GQM, the initialism for "goal, question, metric", is an established goal-oriented approach to software metrics to improve and measure software quality.

History 
GQM has been promoted by Victor Basili of the University of Maryland, College Park and the Software Engineering Laboratory at the NASA Goddard Space Flight Center after supervising a Ph.D. thesis by Dr. David M. Weiss. Dr. Weiss' work was inspired by the work of Albert Endres at IBM Germany.

Method 
GQM defines a measurement model on three levels:
 1. Conceptual level (Goal) A goal is defined for an object, for a variety of reasons, with respect to various models of quality, from various points of view and relative to a particular environment.
 2. Operational level (Question) A set of questions is used to define models of the object of study and then focuses on that object to characterize the assessment or achievement of a specific goal.
────────
▶ _TO-DO ITEM_
Output the full GQM text word for word. Rely only on the GQM text above; draw on nothing outside it.
────────
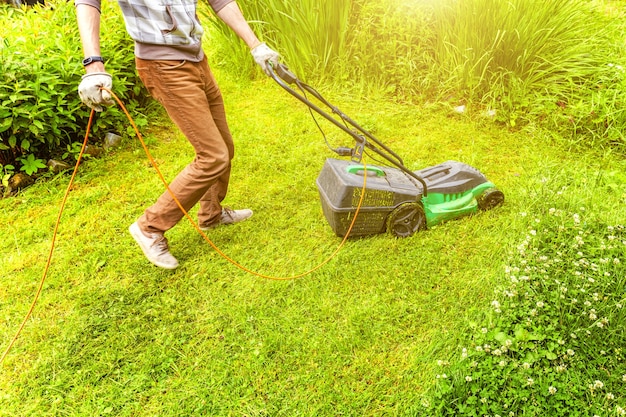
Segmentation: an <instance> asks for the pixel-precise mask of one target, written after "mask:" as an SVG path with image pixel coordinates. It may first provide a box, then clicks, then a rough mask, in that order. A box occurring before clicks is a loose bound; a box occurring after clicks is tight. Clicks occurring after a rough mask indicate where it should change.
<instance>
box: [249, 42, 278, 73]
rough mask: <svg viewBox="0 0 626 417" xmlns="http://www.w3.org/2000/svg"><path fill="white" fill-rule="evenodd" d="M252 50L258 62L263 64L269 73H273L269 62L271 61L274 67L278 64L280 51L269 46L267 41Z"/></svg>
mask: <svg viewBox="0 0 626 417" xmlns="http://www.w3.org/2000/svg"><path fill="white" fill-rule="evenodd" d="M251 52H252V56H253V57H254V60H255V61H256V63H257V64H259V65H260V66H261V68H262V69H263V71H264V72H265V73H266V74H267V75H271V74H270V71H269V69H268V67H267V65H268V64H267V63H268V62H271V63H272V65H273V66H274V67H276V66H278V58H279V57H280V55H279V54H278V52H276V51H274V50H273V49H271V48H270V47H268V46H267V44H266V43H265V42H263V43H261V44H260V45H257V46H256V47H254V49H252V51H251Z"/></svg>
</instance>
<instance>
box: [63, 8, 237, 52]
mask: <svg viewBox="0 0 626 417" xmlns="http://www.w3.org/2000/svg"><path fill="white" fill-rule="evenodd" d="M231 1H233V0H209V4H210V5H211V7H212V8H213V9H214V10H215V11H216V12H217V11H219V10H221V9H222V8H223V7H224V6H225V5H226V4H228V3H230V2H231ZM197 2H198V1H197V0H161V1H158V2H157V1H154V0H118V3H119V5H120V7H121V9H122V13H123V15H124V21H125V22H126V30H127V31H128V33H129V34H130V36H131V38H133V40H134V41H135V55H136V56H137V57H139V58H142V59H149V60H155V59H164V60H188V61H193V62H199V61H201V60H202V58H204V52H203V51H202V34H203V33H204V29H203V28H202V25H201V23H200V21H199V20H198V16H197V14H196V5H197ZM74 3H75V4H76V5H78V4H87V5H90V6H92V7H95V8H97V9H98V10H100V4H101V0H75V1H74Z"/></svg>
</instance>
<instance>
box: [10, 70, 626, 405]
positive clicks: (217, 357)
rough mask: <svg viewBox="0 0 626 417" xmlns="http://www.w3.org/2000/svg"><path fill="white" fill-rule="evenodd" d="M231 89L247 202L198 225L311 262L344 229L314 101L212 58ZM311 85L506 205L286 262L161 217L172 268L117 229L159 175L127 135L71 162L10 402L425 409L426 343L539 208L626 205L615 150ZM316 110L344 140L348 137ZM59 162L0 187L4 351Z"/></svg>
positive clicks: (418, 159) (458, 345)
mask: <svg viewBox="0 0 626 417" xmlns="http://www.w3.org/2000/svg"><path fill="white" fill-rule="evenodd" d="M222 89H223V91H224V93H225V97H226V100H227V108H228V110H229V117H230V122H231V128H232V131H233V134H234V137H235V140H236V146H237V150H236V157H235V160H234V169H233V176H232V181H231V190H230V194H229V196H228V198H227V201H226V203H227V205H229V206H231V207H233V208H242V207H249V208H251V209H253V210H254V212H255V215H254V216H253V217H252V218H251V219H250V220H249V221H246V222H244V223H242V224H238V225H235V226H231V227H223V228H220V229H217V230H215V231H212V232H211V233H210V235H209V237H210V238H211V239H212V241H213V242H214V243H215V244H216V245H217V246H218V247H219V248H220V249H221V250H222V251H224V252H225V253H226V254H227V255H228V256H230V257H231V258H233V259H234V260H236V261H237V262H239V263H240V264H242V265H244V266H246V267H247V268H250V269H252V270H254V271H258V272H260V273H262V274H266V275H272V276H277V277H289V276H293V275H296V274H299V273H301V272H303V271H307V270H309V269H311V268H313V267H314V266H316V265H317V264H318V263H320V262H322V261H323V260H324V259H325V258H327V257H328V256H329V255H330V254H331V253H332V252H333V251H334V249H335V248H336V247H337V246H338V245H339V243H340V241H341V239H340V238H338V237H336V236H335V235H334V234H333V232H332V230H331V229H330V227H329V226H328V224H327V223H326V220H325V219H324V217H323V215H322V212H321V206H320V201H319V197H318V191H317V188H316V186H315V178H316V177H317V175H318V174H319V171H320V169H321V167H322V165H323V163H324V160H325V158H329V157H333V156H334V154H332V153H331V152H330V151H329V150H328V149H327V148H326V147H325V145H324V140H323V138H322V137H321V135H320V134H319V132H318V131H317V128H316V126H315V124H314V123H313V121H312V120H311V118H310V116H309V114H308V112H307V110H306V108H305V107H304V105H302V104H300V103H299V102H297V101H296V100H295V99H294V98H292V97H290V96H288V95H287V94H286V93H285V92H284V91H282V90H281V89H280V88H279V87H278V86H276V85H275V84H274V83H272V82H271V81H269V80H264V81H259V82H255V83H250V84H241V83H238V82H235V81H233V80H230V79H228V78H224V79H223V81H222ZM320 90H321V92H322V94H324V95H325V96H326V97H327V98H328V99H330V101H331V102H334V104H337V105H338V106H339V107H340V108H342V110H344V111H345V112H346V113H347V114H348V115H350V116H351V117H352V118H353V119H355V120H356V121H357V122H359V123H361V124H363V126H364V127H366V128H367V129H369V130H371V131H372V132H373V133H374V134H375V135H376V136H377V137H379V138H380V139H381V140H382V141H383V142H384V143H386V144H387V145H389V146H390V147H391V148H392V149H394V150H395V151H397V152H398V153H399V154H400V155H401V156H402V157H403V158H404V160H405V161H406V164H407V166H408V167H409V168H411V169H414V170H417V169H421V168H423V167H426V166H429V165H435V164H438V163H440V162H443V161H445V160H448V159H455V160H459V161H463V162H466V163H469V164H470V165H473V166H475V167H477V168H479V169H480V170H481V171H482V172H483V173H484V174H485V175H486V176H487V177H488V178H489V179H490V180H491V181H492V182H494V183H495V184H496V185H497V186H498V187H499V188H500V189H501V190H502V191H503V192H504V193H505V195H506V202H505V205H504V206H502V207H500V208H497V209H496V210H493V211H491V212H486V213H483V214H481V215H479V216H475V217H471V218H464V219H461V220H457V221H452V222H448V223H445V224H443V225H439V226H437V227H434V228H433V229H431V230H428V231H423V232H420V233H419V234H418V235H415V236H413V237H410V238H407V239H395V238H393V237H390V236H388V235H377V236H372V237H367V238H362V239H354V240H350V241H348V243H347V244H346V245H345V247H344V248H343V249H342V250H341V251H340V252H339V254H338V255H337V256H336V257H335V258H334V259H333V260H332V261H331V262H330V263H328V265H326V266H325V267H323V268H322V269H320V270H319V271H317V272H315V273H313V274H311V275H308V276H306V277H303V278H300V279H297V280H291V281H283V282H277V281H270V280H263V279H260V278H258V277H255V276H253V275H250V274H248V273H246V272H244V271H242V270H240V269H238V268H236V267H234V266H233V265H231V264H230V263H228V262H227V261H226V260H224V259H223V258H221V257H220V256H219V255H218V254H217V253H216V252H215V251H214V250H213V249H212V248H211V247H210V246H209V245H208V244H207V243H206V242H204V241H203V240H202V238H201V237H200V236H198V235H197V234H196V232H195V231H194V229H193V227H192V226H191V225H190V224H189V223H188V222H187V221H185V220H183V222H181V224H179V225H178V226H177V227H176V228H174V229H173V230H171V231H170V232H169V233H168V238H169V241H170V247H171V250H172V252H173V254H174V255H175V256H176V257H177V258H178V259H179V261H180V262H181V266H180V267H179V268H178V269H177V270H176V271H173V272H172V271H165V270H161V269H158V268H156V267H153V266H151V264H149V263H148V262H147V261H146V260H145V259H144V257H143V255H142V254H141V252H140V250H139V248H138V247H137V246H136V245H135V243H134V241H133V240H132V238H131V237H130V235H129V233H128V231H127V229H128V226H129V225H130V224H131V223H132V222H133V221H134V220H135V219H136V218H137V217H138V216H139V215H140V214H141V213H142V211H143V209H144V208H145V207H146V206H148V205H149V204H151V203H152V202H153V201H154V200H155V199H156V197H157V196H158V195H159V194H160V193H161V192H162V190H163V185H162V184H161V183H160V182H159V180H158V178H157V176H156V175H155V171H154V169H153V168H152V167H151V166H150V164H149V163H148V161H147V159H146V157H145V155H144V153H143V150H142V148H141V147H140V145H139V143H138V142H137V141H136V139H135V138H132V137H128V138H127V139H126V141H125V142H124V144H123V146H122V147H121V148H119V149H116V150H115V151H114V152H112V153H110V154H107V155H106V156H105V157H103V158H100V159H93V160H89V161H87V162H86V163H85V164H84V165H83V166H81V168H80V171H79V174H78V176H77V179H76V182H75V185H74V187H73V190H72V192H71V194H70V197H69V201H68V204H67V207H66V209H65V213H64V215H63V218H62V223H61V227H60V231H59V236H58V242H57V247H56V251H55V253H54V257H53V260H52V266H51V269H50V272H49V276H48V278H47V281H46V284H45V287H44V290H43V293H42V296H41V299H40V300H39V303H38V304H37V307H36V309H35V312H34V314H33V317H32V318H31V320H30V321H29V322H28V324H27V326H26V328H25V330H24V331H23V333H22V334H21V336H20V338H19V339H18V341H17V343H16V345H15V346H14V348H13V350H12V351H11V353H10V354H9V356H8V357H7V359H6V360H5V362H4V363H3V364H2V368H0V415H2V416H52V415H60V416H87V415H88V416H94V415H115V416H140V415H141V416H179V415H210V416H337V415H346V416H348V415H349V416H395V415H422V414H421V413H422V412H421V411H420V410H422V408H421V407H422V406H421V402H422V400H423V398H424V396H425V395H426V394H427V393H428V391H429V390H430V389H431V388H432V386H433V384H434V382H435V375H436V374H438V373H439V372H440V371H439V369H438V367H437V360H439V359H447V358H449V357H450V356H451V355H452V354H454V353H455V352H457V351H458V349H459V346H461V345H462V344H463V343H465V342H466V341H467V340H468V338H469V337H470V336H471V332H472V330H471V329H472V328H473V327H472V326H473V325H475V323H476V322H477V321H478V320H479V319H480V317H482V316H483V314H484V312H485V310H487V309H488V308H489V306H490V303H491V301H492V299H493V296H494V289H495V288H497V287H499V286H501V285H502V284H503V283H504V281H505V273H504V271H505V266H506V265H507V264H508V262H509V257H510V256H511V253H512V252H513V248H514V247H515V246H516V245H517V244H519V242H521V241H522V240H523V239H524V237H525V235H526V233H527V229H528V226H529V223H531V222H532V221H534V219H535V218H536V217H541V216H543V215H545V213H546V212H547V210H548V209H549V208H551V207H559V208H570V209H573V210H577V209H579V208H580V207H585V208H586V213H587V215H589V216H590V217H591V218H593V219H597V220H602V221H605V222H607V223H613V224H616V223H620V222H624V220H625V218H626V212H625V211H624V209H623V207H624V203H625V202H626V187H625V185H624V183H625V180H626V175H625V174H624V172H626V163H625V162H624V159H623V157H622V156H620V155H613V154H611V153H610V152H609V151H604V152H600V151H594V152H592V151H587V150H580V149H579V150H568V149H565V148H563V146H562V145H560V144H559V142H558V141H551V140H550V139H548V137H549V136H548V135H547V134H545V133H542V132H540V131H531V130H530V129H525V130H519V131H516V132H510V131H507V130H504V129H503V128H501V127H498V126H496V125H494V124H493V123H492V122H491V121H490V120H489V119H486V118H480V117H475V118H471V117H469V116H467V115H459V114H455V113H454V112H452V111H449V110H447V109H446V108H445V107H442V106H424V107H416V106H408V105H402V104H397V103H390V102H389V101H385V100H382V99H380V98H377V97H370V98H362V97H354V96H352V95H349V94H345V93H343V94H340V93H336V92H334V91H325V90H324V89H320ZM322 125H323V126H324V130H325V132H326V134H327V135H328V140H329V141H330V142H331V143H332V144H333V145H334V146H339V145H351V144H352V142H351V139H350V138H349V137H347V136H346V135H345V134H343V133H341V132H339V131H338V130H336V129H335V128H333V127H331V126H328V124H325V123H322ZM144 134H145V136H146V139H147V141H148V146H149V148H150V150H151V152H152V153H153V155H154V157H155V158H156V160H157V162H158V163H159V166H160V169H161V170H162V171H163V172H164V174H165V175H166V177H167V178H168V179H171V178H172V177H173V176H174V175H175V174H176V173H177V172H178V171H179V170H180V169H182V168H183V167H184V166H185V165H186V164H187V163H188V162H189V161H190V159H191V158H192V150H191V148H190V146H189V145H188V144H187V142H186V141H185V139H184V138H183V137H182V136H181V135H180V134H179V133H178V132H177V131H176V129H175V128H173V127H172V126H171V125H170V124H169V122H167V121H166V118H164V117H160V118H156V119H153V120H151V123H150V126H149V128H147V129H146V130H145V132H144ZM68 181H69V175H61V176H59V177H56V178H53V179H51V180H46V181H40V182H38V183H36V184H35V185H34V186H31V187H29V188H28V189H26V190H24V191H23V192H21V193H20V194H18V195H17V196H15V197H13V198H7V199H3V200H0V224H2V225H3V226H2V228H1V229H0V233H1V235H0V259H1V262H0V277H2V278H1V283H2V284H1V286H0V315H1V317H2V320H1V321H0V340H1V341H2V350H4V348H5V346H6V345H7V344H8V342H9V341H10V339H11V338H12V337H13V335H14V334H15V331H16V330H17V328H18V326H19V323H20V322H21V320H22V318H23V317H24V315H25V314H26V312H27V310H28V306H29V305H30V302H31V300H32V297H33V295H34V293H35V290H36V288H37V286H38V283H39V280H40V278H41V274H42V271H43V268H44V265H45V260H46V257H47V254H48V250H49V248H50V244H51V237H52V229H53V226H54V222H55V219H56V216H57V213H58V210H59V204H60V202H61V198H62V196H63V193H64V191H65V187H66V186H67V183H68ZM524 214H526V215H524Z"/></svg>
────────
▶ _ANSWER SECTION_
GQM, the initialism for "goal, question, metric", is an established goal-oriented approach to software metrics to improve and measure software quality.

History 
GQM has been promoted by Victor Basili of the University of Maryland, College Park and the Software Engineering Laboratory at the NASA Goddard Space Flight Center after supervising a Ph.D. thesis by Dr. David M. Weiss. Dr. Weiss' work was inspired by the work of Albert Endres at IBM Germany.

Method 
GQM defines a measurement model on three levels:
 1. Conceptual level (Goal) A goal is defined for an object, for a variety of reasons, with respect to various models of quality, from various points of view and relative to a particular environment.
 2. Operational level (Question) A set of questions is used to define models of the object of study and then focuses on that object to characterize the assessment or achievement of a specific goal.